■ Task description ■
Report every line of the records below that contains the word "windshield".

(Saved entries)
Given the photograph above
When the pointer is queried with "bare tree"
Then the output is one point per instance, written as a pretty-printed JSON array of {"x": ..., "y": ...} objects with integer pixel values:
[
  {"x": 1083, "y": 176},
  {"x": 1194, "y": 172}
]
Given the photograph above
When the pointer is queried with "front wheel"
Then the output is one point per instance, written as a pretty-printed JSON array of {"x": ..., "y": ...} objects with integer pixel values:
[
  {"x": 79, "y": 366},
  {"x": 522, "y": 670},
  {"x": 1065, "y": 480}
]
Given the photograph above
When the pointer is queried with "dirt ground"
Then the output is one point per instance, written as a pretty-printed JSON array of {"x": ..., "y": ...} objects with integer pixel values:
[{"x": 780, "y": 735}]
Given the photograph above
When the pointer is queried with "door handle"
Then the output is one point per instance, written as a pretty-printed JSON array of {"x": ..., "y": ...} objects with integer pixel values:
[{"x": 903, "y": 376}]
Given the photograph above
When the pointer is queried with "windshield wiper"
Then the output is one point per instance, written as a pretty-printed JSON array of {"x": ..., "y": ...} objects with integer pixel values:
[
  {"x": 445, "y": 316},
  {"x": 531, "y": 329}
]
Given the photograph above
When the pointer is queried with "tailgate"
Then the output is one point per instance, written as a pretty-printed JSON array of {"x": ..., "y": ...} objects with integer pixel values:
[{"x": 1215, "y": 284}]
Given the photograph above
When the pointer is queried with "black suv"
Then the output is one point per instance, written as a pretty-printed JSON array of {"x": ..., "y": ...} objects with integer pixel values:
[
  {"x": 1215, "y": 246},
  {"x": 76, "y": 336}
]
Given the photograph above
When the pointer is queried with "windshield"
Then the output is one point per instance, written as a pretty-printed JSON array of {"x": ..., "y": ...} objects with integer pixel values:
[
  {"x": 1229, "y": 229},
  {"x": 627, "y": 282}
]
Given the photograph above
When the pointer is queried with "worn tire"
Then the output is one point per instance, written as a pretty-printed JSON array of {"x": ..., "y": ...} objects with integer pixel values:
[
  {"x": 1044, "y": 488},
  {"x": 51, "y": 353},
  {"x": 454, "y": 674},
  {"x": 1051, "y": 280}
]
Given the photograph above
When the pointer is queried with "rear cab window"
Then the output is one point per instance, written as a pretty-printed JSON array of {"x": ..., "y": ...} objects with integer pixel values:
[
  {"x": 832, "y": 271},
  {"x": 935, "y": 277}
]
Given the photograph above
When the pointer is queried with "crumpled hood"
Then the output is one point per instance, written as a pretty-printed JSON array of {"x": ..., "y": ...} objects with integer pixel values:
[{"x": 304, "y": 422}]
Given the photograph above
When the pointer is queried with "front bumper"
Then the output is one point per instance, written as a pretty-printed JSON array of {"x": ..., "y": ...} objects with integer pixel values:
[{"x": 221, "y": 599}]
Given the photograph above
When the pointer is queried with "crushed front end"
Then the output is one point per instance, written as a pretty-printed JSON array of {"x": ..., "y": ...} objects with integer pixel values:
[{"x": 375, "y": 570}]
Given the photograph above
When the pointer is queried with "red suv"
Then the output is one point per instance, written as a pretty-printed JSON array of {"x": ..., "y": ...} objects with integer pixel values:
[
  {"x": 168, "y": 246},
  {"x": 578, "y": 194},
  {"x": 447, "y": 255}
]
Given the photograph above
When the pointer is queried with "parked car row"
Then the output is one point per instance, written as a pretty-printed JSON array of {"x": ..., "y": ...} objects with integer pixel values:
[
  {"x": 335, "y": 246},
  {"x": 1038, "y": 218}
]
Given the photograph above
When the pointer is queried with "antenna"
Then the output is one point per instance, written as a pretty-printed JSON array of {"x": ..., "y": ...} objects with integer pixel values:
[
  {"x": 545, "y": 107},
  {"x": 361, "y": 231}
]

■ Task solution ■
When the pointer is queried with "windshield wiper"
When the pointer is queried with "windshield"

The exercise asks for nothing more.